Reproduce, word for word, every line starting at the line that contains "Task: identify the leafy" and ending with the final line of the entries.

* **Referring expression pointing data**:
══════
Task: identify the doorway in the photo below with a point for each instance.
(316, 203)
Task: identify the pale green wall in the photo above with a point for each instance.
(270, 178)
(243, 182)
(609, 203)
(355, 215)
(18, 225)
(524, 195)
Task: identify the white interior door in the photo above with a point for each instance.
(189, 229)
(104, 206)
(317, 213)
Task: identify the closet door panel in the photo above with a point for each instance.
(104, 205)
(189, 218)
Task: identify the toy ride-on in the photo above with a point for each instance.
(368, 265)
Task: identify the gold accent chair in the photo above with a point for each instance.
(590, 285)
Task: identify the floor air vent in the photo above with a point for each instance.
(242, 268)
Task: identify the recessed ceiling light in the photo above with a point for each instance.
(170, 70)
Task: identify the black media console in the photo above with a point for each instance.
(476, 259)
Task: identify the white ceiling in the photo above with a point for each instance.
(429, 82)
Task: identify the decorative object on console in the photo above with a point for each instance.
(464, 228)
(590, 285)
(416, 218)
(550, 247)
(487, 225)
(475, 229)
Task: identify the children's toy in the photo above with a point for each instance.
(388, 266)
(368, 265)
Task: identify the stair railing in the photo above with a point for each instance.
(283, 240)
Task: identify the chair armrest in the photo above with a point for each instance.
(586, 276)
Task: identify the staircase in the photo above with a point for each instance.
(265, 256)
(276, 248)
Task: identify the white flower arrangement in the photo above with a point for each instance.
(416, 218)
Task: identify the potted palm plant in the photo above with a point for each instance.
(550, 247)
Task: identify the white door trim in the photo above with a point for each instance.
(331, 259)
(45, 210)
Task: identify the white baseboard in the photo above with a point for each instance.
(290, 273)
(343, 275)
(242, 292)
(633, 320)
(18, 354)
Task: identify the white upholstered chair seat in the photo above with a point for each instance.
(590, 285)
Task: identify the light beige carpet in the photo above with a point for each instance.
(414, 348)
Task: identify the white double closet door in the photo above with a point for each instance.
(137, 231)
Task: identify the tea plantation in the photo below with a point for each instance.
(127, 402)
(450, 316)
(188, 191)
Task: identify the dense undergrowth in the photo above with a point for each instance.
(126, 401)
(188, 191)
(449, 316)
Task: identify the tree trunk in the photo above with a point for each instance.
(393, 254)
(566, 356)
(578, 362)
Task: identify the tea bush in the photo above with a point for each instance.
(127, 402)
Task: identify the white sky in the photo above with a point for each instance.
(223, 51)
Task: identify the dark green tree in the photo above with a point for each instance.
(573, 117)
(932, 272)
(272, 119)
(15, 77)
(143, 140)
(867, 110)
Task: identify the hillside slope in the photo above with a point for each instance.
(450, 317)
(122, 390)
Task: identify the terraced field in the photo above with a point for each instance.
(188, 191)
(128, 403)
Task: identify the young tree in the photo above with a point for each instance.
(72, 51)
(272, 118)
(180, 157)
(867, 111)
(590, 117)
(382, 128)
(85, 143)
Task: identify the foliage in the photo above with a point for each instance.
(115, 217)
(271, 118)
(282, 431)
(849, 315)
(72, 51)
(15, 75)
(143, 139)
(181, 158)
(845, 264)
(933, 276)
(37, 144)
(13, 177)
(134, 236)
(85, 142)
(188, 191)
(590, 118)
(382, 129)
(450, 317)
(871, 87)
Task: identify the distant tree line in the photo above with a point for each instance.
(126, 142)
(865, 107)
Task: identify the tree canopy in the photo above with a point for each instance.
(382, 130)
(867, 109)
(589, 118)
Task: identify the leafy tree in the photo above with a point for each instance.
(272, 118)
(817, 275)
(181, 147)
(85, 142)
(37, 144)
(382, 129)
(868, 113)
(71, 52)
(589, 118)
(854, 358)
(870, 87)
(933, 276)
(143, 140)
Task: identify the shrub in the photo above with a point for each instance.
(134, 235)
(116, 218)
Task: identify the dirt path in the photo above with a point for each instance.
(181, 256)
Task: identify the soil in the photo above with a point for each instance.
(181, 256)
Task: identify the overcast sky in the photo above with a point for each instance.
══════
* **Answer section**:
Task: identify the leafy tree in the photo above with a point for each instance.
(272, 118)
(817, 275)
(181, 147)
(85, 142)
(37, 144)
(382, 129)
(868, 113)
(71, 52)
(589, 118)
(854, 358)
(870, 87)
(933, 276)
(143, 140)
Task: identify the shrub in the photo above with a point for each instance.
(134, 235)
(116, 218)
Task: identify the dirt path in the photo above with a point for each instance.
(181, 256)
Task: identify the soil in the photo above with a point for each instance.
(181, 256)
Task: identify the overcast sky in the photo above with a point for each instance.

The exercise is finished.